[Point labeling examples]
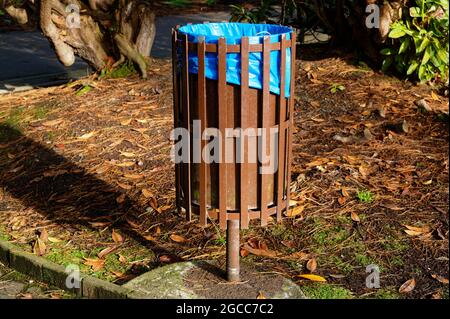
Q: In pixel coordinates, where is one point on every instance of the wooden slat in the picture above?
(264, 125)
(222, 113)
(291, 117)
(186, 122)
(244, 124)
(236, 48)
(176, 108)
(282, 129)
(202, 114)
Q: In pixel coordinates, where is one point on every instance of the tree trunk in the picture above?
(101, 32)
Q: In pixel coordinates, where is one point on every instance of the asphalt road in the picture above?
(27, 59)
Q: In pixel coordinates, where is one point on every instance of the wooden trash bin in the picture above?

WHAT IS EXPECTED: Please swap every "instance" in the entries above for "occurrence", leaving everything else unchanged and omitting the pictures from your answer.

ANSWER:
Q: In pixel coordinates, where is one point on every occurrence of the wooden slat in the picture above?
(264, 125)
(222, 113)
(291, 117)
(186, 122)
(244, 124)
(236, 48)
(176, 108)
(282, 129)
(202, 114)
Q: In pixel coordinates, where is one point on every occurrence of the tree trunk in the picture above?
(101, 32)
Q: In pixel coordinates, where is one point on every occurrence of the asphalt road in the picture above?
(27, 59)
Q: In pixel coordinates, where is one point on every occurrence of the wooden trash bin in the picture above?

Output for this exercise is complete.